• Image-backed grounding data:
◆ ◆ ◆ ◆ ◆

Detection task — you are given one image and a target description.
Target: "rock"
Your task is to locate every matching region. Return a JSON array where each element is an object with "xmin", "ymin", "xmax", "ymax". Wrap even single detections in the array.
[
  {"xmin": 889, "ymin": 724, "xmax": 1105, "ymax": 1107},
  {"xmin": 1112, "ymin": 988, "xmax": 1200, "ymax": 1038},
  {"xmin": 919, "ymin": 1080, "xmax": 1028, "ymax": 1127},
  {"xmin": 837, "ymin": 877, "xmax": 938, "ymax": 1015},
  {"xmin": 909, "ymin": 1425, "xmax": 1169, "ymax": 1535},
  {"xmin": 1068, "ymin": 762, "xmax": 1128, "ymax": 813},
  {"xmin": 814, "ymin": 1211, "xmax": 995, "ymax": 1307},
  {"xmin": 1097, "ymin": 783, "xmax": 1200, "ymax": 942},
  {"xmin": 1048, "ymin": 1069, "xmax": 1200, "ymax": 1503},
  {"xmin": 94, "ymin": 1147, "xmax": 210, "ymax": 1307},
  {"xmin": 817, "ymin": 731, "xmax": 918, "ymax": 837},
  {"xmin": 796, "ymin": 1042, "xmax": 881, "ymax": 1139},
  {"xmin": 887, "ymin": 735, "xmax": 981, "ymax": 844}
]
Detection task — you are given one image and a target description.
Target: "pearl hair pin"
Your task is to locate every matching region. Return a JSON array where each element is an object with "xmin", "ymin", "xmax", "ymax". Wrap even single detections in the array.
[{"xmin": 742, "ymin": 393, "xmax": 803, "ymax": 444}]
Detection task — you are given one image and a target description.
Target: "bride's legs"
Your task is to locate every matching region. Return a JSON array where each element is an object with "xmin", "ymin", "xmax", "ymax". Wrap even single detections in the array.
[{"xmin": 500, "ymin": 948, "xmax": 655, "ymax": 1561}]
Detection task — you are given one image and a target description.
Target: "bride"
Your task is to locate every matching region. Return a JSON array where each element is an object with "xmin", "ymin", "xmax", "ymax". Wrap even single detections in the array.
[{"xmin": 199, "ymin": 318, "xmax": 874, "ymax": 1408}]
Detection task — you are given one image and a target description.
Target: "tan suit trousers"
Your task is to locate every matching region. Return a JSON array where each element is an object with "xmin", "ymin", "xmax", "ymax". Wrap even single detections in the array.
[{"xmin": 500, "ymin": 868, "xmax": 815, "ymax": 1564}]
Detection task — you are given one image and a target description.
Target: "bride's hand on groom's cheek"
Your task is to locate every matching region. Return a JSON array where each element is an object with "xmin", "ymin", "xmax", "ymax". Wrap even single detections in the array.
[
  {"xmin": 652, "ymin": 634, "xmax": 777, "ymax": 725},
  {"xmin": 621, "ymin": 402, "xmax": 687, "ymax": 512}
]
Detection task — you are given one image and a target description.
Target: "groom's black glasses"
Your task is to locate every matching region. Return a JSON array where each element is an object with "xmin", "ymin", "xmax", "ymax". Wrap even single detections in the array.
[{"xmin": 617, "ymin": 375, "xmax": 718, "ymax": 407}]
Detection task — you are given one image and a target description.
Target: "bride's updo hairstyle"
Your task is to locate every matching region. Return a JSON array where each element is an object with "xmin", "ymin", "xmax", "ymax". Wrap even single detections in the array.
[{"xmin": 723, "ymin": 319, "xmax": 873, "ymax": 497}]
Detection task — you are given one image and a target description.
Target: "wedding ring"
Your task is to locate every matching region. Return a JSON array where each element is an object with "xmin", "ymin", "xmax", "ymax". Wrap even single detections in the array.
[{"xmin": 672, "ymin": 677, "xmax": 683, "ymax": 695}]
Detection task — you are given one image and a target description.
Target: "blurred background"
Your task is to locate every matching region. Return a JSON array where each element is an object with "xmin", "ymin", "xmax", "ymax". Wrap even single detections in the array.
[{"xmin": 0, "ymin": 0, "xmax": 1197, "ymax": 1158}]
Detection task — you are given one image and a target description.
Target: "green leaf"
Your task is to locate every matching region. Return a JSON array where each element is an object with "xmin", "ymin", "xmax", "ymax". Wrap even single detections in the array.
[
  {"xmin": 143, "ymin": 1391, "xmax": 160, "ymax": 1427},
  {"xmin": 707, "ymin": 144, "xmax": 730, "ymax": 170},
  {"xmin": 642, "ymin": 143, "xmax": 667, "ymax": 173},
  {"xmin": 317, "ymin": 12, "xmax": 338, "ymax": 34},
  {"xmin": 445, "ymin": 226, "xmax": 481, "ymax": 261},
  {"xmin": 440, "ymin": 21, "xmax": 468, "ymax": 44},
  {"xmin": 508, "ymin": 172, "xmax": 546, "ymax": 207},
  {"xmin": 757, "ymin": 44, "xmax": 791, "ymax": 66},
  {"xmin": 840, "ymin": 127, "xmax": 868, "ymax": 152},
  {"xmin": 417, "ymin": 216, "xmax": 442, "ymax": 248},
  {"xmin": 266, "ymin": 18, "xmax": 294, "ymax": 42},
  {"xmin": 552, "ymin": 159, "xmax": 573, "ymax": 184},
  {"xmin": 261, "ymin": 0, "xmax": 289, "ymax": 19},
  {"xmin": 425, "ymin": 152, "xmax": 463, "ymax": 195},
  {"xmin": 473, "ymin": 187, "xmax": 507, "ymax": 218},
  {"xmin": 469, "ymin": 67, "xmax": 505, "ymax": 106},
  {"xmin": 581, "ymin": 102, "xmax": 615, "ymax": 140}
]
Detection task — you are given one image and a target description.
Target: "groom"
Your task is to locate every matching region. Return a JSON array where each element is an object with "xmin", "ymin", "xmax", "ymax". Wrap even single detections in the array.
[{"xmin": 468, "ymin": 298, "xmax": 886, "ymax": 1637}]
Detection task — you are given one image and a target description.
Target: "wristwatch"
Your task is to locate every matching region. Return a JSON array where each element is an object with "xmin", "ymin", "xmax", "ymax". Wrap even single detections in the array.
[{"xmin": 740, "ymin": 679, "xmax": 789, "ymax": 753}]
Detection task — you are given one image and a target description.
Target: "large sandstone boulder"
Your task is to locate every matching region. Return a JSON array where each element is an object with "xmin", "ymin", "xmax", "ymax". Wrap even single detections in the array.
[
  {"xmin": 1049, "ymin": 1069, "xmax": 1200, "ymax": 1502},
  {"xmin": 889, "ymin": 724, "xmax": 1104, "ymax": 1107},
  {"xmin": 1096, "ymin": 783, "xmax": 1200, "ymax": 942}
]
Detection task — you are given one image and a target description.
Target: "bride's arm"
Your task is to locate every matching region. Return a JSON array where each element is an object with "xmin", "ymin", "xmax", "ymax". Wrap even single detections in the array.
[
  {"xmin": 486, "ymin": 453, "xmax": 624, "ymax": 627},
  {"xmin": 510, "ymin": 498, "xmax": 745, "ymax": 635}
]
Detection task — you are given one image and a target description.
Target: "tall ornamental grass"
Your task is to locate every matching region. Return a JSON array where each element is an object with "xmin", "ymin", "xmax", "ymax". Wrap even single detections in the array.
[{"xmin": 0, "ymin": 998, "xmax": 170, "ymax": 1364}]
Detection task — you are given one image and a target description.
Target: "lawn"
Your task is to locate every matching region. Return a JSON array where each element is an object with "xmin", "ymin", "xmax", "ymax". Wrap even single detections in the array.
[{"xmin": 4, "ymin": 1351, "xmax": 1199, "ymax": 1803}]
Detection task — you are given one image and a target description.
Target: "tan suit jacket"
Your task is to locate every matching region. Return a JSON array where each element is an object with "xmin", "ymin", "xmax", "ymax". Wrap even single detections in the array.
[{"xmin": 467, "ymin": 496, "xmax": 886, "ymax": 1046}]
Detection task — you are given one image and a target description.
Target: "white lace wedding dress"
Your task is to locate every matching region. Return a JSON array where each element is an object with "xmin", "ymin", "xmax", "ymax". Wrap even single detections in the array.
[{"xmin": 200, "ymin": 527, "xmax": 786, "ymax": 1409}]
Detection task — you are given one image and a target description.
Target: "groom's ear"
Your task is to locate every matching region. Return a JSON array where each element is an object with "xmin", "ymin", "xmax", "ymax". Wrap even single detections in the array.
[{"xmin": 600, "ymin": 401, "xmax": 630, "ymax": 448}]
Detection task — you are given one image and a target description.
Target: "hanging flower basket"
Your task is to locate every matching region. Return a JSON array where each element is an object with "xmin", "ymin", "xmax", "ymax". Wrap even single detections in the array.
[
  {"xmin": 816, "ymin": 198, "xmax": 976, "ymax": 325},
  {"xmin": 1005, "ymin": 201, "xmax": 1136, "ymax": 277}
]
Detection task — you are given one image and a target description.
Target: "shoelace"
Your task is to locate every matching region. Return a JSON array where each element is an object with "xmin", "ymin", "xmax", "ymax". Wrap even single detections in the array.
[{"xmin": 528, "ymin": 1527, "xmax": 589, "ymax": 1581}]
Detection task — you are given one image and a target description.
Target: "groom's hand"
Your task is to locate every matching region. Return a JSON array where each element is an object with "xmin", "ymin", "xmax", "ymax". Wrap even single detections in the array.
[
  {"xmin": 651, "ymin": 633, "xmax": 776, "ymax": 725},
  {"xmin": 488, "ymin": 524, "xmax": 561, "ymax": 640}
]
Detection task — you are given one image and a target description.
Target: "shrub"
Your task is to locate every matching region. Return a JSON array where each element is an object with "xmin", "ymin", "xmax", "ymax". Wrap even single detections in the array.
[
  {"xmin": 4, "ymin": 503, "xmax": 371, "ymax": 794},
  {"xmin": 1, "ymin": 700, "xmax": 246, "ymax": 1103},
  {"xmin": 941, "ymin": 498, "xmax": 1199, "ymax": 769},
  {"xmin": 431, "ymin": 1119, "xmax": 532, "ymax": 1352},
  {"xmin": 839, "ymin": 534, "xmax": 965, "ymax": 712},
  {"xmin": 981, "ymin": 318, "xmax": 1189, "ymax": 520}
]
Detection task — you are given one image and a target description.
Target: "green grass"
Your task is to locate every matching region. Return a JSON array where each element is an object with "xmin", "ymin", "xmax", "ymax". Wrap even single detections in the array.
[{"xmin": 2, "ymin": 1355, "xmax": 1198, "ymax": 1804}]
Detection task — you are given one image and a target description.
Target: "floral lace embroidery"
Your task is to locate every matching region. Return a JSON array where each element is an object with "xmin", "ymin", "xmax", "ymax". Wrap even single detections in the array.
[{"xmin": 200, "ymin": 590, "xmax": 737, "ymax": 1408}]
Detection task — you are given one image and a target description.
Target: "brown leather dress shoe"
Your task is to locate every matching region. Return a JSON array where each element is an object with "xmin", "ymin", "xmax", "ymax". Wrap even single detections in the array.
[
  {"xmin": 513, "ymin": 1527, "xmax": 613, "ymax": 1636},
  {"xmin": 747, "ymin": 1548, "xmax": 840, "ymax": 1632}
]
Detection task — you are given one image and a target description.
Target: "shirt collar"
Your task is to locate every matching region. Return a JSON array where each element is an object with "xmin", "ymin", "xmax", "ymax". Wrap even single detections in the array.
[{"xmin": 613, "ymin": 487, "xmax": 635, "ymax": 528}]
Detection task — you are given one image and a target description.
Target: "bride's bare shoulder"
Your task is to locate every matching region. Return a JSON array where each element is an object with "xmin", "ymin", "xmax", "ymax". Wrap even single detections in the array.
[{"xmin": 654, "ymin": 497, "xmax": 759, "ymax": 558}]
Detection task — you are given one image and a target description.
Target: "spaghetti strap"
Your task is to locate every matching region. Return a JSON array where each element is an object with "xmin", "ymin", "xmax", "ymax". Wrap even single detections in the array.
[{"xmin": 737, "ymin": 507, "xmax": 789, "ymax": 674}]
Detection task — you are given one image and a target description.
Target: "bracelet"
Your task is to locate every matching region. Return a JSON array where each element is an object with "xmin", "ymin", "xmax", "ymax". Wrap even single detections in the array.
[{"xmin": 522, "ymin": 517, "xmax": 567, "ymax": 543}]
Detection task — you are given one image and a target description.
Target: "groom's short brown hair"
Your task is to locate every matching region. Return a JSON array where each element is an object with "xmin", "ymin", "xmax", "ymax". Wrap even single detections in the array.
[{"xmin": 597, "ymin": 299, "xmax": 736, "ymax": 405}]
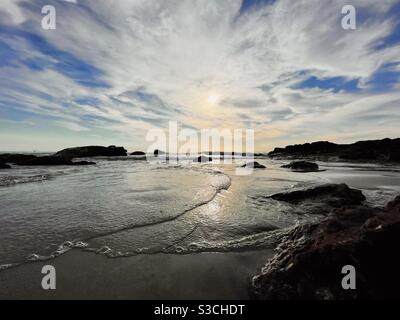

◆ ◆ ◆ ◆ ◆

• What needs to be done:
Only the number is wanted: how many lines in the data include the word "suit"?

• Exercise result:
2